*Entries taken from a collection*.

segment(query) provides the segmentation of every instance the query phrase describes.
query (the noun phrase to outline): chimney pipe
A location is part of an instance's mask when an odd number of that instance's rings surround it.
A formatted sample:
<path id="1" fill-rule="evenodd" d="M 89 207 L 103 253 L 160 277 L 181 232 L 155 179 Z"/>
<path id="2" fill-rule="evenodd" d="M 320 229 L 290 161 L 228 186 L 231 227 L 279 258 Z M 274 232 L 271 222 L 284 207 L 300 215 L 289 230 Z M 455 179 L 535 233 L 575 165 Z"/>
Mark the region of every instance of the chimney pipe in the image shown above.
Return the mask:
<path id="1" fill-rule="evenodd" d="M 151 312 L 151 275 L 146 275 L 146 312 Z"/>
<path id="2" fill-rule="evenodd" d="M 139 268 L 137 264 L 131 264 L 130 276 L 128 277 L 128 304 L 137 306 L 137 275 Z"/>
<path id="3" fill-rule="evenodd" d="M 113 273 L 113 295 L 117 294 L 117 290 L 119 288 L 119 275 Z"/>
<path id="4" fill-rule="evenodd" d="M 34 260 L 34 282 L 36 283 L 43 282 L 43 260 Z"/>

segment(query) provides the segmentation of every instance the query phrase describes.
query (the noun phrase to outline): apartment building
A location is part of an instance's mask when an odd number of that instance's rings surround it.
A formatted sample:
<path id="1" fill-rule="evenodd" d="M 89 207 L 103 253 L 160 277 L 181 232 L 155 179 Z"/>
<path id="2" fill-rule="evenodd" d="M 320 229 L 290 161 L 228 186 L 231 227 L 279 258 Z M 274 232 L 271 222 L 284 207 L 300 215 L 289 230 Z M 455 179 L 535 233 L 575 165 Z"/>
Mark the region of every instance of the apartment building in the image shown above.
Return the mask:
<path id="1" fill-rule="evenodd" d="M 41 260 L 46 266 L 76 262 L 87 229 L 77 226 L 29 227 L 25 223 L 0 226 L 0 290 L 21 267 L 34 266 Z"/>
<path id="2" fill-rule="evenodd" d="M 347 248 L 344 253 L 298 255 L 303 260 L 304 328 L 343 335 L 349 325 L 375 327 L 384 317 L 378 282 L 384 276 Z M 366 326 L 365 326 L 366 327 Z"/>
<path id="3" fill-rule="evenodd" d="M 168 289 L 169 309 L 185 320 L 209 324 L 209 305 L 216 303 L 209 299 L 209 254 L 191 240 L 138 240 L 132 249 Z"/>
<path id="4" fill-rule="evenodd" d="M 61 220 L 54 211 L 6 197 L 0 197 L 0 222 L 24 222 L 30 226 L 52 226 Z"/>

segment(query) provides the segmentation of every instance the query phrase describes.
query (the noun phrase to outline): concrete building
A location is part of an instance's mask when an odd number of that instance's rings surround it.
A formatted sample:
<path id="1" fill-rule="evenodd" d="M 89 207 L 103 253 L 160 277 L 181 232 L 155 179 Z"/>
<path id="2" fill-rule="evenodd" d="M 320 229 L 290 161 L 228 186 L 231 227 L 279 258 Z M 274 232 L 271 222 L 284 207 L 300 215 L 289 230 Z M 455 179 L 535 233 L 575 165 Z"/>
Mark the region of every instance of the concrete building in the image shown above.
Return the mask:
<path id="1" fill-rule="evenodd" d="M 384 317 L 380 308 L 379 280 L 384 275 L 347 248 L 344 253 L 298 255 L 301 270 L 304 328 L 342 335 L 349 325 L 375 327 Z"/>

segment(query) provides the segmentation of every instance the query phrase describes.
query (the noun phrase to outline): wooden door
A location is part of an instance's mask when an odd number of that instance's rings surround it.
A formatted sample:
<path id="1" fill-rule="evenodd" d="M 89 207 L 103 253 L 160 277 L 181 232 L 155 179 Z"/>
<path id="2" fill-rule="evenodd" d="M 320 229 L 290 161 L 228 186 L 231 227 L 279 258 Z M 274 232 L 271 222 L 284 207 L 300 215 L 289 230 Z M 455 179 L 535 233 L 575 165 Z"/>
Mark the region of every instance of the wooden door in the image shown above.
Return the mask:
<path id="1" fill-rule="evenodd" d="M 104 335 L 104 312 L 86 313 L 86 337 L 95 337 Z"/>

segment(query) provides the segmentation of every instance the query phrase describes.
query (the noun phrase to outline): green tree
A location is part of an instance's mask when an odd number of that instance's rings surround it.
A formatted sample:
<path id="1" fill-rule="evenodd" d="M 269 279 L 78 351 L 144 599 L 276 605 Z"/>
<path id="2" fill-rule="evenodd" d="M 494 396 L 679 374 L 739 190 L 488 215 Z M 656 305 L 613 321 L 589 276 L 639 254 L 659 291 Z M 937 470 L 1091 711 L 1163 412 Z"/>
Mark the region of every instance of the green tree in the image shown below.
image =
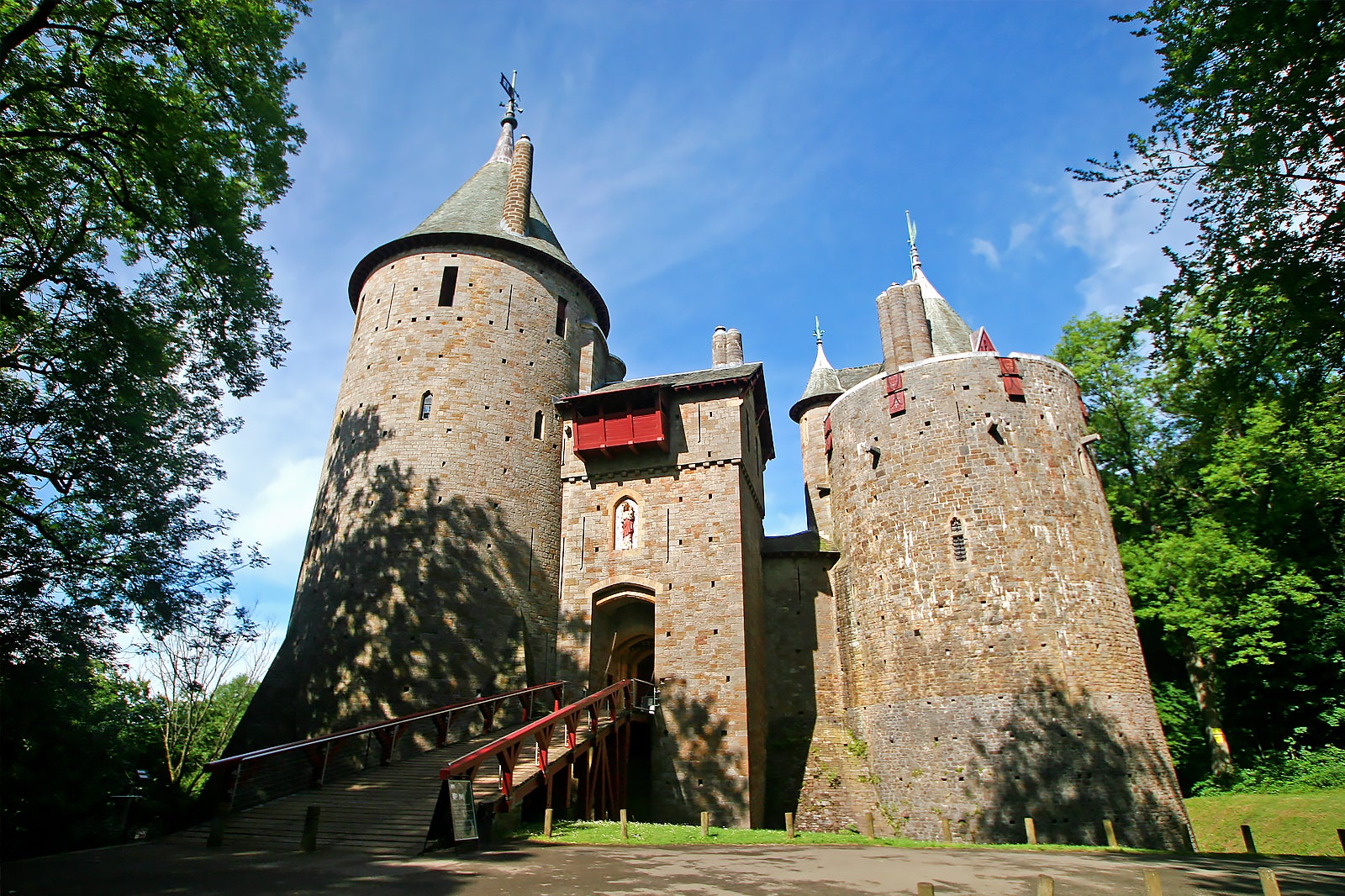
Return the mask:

*OBJECTIVE*. Generate a word-for-word copy of the preceding records, excluding all pictures.

*FINAL RESULT*.
segment(query) provides the segmentation of every instance the query phrase describes.
query (the noun phrase to outline): chimney pipe
A location is part of an instance's mask when an odd number of that instance's rings surround it.
A formatted sample:
<path id="1" fill-rule="evenodd" d="M 89 207 L 103 253 L 160 277 L 181 232 L 155 179 Z"/>
<path id="2" fill-rule="evenodd" d="M 320 229 L 290 161 L 228 186 L 231 227 L 279 258 Z M 274 232 L 271 222 L 284 207 L 300 215 L 289 230 Z M 455 179 L 535 233 L 575 165 Z"/>
Mark the region of every instance of the chimney pipe in the image shown above.
Return the mask:
<path id="1" fill-rule="evenodd" d="M 151 312 L 151 275 L 146 275 L 146 312 Z"/>
<path id="2" fill-rule="evenodd" d="M 139 268 L 137 264 L 131 264 L 130 276 L 128 277 L 128 304 L 137 306 L 137 275 Z"/>
<path id="3" fill-rule="evenodd" d="M 113 273 L 113 295 L 117 294 L 117 290 L 119 288 L 119 275 Z"/>
<path id="4" fill-rule="evenodd" d="M 34 260 L 34 282 L 36 283 L 43 282 L 43 260 Z"/>

segment(query) provides the segmentation of every instance the query phrase describes.
query (the noun phrase to outline): apartment building
A location is part of an instance's mask when an odd number of that instance's rings surround it.
A formatted sample:
<path id="1" fill-rule="evenodd" d="M 89 207 L 103 253 L 160 277 L 181 232 L 155 179 Z"/>
<path id="2" fill-rule="evenodd" d="M 320 229 L 290 161 L 228 186 L 231 227 L 279 258 Z M 274 232 L 271 222 L 284 207 L 300 215 L 289 230 Z M 455 179 L 535 233 L 575 165 Z"/>
Mark the region of every instance of the apartment building in the image shown above.
Return the mask:
<path id="1" fill-rule="evenodd" d="M 41 260 L 46 266 L 76 262 L 87 229 L 77 226 L 29 227 L 25 223 L 0 226 L 0 290 L 21 267 L 34 266 Z"/>
<path id="2" fill-rule="evenodd" d="M 347 248 L 344 253 L 298 255 L 303 260 L 304 328 L 343 335 L 349 325 L 375 327 L 384 317 L 378 282 L 384 276 Z M 366 326 L 365 326 L 366 327 Z"/>
<path id="3" fill-rule="evenodd" d="M 168 289 L 169 309 L 185 320 L 209 324 L 209 305 L 216 303 L 209 299 L 209 254 L 191 240 L 138 240 L 132 249 Z"/>
<path id="4" fill-rule="evenodd" d="M 61 220 L 54 211 L 6 197 L 0 197 L 0 222 L 24 222 L 30 226 L 52 226 Z"/>

segment(query) provides the segmentation of every instance the query phrase describes.
query (the noun phrase to outline): concrete building
A location is part of an instance's mask when an odd number of that instance's rings surround it.
A formatted sample:
<path id="1" fill-rule="evenodd" d="M 89 207 L 103 253 L 160 277 L 181 232 L 155 179 Z"/>
<path id="2" fill-rule="evenodd" d="M 320 229 L 290 161 L 228 186 L 231 227 L 279 258 Z M 274 232 L 271 222 L 284 207 L 300 215 L 289 230 Z M 455 179 L 535 233 L 575 165 Z"/>
Mark the region of every instance of the concrete building in the image shown above.
Return the mask:
<path id="1" fill-rule="evenodd" d="M 384 317 L 380 308 L 379 280 L 384 275 L 347 248 L 344 253 L 298 255 L 301 270 L 304 328 L 342 335 L 349 325 L 375 327 Z"/>

segment(query) provides the segmentation of every instance the query phrase describes.
query (the noun phrase to outline): wooden door
A location is part of an instance's mask when an odd number of that instance's rings surround it.
A formatted sample:
<path id="1" fill-rule="evenodd" d="M 89 207 L 103 253 L 160 277 L 181 232 L 155 179 Z"/>
<path id="2" fill-rule="evenodd" d="M 320 229 L 290 161 L 228 186 L 231 227 L 279 258 Z M 274 232 L 271 222 L 284 207 L 300 215 L 289 230 Z M 455 179 L 535 233 L 575 165 Z"/>
Mark the region of every instance of the wooden door in the image shown above.
Return the mask:
<path id="1" fill-rule="evenodd" d="M 104 335 L 104 312 L 86 313 L 86 337 L 95 337 Z"/>

segment(query) provides the segmentation of every instance the query phrase describes.
query (the noun phrase to outline): green tree
A location is part of an instance's mask when an odd number of that instance's rings surround it.
A formatted sample:
<path id="1" fill-rule="evenodd" d="M 269 279 L 78 351 L 144 599 L 276 605 Z"/>
<path id="2" fill-rule="evenodd" d="M 494 396 L 679 374 L 739 190 L 488 215 Z M 656 305 L 613 321 L 589 276 L 639 254 L 659 291 Z M 937 470 L 1091 711 L 1163 412 Z"/>
Mark the region of every instance of the green tree in the image shown below.
image =
Return the mask:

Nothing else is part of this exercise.